◆ Assignment ◆
Retype the records exactly, including every line.

Top of Records

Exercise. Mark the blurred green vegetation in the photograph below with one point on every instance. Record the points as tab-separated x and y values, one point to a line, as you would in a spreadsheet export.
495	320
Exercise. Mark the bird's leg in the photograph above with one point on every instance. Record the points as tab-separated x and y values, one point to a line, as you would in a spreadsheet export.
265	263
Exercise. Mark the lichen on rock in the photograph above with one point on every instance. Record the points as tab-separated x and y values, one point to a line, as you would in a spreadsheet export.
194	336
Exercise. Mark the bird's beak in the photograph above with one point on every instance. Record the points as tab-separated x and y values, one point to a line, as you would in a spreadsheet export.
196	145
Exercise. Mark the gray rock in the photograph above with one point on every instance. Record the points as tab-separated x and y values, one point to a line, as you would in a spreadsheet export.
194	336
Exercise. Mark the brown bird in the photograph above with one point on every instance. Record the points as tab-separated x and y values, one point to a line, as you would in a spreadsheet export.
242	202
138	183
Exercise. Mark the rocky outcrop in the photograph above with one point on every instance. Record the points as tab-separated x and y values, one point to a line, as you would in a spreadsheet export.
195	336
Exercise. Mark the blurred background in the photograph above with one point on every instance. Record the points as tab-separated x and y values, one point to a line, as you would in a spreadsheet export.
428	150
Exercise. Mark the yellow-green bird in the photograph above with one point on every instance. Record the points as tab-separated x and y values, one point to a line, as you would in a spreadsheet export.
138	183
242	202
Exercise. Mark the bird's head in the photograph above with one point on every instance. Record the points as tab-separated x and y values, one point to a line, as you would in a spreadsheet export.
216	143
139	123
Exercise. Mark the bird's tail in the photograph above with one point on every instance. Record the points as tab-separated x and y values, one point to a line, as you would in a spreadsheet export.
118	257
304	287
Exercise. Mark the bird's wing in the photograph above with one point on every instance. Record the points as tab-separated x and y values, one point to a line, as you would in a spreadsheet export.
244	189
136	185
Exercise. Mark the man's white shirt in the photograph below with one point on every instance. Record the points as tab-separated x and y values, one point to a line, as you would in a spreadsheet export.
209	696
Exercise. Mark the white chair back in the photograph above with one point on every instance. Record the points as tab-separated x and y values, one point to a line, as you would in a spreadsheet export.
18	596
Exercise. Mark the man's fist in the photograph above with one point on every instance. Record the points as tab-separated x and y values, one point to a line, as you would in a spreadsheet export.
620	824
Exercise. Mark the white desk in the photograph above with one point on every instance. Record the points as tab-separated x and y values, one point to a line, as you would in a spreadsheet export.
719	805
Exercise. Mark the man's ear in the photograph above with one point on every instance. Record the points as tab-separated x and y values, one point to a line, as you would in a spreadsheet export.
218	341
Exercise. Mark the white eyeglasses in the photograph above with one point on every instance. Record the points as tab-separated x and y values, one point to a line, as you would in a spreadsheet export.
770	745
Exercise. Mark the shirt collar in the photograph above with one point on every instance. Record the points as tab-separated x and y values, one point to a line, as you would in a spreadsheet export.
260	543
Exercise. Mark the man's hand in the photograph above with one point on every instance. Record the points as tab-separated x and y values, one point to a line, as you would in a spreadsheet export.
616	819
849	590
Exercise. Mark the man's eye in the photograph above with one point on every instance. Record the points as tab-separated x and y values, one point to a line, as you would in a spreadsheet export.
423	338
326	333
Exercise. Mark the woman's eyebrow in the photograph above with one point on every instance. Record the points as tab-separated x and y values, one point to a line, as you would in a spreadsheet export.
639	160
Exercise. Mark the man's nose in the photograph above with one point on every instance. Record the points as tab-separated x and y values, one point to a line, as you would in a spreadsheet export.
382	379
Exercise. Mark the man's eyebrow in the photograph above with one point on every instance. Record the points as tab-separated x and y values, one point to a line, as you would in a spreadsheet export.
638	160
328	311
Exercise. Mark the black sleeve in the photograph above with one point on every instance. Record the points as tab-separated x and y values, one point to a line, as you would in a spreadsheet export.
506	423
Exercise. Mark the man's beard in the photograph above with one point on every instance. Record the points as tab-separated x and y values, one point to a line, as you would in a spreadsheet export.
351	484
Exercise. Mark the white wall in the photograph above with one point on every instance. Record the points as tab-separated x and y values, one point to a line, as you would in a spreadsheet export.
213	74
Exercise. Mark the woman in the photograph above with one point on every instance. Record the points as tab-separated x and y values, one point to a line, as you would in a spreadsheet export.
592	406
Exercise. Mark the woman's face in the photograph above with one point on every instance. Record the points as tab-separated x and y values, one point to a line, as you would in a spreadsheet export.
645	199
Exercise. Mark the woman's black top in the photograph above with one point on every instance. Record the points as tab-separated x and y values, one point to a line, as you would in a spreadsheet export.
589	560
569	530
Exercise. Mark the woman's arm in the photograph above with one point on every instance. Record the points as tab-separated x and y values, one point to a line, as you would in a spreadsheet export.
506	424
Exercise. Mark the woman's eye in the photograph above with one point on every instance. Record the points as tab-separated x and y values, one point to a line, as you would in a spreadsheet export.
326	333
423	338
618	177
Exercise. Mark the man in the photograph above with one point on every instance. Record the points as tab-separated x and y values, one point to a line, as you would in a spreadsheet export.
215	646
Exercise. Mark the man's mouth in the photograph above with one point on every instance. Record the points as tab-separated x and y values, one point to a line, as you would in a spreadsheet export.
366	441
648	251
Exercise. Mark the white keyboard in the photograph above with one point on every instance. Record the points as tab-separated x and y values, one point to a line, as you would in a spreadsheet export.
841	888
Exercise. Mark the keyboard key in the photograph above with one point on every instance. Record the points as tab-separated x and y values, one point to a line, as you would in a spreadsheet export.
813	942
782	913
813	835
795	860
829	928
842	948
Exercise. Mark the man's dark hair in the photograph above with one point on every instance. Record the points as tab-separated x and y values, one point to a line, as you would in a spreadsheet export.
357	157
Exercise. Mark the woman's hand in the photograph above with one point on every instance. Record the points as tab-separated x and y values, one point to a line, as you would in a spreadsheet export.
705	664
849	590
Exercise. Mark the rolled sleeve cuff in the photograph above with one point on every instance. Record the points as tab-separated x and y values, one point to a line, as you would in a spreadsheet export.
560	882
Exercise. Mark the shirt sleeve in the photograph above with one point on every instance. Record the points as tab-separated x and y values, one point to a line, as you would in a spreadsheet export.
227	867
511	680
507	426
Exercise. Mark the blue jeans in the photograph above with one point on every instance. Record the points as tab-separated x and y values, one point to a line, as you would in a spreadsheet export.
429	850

Bottom of Records

◆ The completed task ◆
Exercise. Mark the blurred green vegetation in the photograph below with one point on every instance. Record the points as tab-separated x and y values, one point to a line, as you would in a spreadsheet export.
495	320
Exercise. Mark the bird's leg in the photograph above with one point on every instance. Record the points as tab-separated x and y values, one point to a line, as you would in a spreadsheet export.
265	263
Exercise. Mark the lichen on rock in the photograph above with one point on every instance. Record the points as tab-separated x and y values, one point to a line, as you would in a spreadsheet export.
194	336
Exercise. Mark the bird's beak in the photograph above with one point on every instance. Record the points as tab-separated x and y values, one point to a line, as you would in a spreadsheet export.
196	145
Exercise. Mark the gray rock in the photograph above with one point on every instance. Record the points as tab-separated x and y values, one point to a line, as you would in a spreadsheet export.
194	336
Exercise. Mark the brown bird in the photograph above with one point on every instance. Record the points as tab-separated x and y values, one point to a line, as you would in a spreadsheet export.
242	202
138	183
Exercise. Mark the rocky outcrop in the photograph above with one point on every instance. Record the points as tab-separated x and y values, one point to a line, as you would in a spreadsheet export.
195	336
Exercise. Mark the blurred background in the photograph above with one point on every instance. Record the points as tab-separated x and y values, one point to a line, as you would in a spreadsheet export.
428	150
Exercise. Mark the yellow-green bird in the photograph above with one point on every instance. Record the points as tab-separated x and y values, one point to a line, as you would in a spreadsheet export.
138	183
242	202
Exercise. Mark the bird's head in the photograph above with one point on every instance. Record the points as tab-separated x and y values, one point to a line, as you would in a spreadsheet export.
216	143
139	123
Exercise. Mark the bird's tail in the photograph above with one point on every instance. Record the points as tab-separated x and y values, one point to a line, as you would in a spreadsheet export.
118	257
304	287
Exercise. Mark the bird's wing in the photograph above with one point on every instance. Record the points as tab-separated x and y values, one point to a line, as you would in a spreadsheet export.
244	189
136	185
Exercise. Mark the man's white shirt in the photograph below with one point on every instance. Record the points as tab-separated x and y values, one point to a line, as you would in a spreadsheet export.
209	696
Exercise. Mark the white chair back in the photograph above with one point on every instance. Record the points as tab-separated x and y values, one point to a line, as you would in a spreadsheet export.
18	596
Exercise. Mark the man's fist in the photograph above with one point on every instance. Record the points as tab-separated x and y values, one point to a line, as you would in a spreadsheet export.
620	824
Exercise. Mark the white desk in the photograph above with one point on every instance. Record the points as tab-separated x and y values, one point to a line, as you would in a spreadsheet export.
719	805
Exercise. Mark the man's ear in the photograph above with one point on every instance. Record the points as tab-separated x and y values, one point to a line, as you would in a spreadsheet export.
218	341
Exercise. Mark the white eyeglasses in the photograph above with one point on every instance. Record the points as tab-separated x and y values, one point to a line, as you would in a spreadsheet export.
770	745
Exercise. Mark the shirt collar in the photograph above with one point on every instance. Record the points as tab-separated x and y values, one point to a line, as you would in a spreadsheet export.
260	543
Exercise. Mark the man's hand in the photograph above with one point on every instance. Record the points as tab-separated x and y values, one point to a line, as you would in a spreadsheet export.
616	819
849	590
Exercise. Mark the man's eye in the photograph above with one point on every instance. Record the points as tab-separated x and y values, one point to a line, as you would in a spreadsheet export.
423	338
326	333
Exercise. Mark the woman's eyebrow in the photograph above with one point on every instance. Record the points as tab-separated x and y values, one point to a line, as you would in a spreadsheet export.
639	160
Exercise. Mark the man's nose in the photograph above with one point on every instance. Record the points as tab-separated x and y values, one point to a line, as you would in a spreadsheet export.
382	379
Exercise. Mark the man's eyebrow in the photograph above with one point on every instance. Record the points as tab-separated x and y values, one point to a line, as you would in a spreadsheet export.
638	160
328	311
Exercise. Mark the black sleeve in the photograph above with one point on every instance. Record the points as tab-separated x and y values, one point to a line, as you would in a spreadsheet export.
506	423
Exercise. Mark the man's beard in the photograph above with one point on every instance. Record the points as tab-separated x and y values, one point to a line, as you would in a spreadsheet export.
351	484
Exercise. Mark the white wall in the photograph above with one point on every instance. Record the points as tab-separated x and y values, one point to a line, as you would in a spreadsheet export.
213	74
Exercise. Mark the woman in the photograph above with one point on every instance. Record the points as tab-separated x and y values, one point to a line, as you would in a spreadsheet export.
592	406
Exercise. Mark the woman's face in the photograph above with one point on every instance. Record the points as tab-separated x and y values, one point to a line, as you would in a spreadsheet export.
645	199
Exercise. Mark the woman's black top in the photograph above with one point on every instance. Record the points as tab-separated x and y values, one point to a line, as you would in a spreadsheet export.
589	560
569	530
Exercise. Mark the woman's arm in the photograph above with one point on every instance. Record the points as tab-separated x and y values, one point to a line, as you would in a spreadsheet export.
506	424
Exercise. Mark the woman's eye in the photograph above with one point on every instance. Record the points as tab-separated x and y values, one point to a line, as you would in a spreadsheet export.
326	333
423	338
618	177
Exercise. Mark the man in the photograph above with one point on every instance. Record the points as tab-separated x and y values, one point to a line, as you would in a spreadsheet export.
215	646
Exercise. Mark the man's mouth in the photograph above with one point on every instance. Record the points as tab-separated x and y values, one point to a line, as you would in a spreadsheet export.
366	441
648	251
Exercise. Mark the white keyboard in the photograph above with one point on every instance. Record the points as tab-separated x and y values, one point to a line, as you would in a spreadsheet export.
841	888
Exercise. Mark the keyboard key in the photograph above with one point on every instance. Record the points as tab-separated x and y values, one point to a line, as you would in a spreadsheet export.
813	942
782	913
813	835
795	860
829	928
842	948
Exercise. Mark the man's dark hair in the photograph above with one point on every instance. Record the points as tab-separated x and y values, one point to a line, as you would in a spreadsheet export.
357	157
Exercise. Mark the woman's hand in the photograph above with one point on every instance. Record the points as tab-separated x and y values, one point to a line, as you would in a spreadsheet export.
705	664
849	590
Exercise. Mark the rolled sleeve cuff in the photograph above with one point on every instance. Record the points as tab-separated x and y values, one point to a line, as you would in a spreadsheet export.
560	882
Exercise. Mark the shirt sleeve in the photograph above with one point on every instance. Record the points as tab-separated x and y values, one point to a line, as you would in a spreadsheet export.
227	867
511	680
507	426
Exercise. Mark the blue jeans in the photograph above with one point on every instance. Record the points as tab-separated x and y values, one point to a line, as you would in a spreadsheet export.
429	850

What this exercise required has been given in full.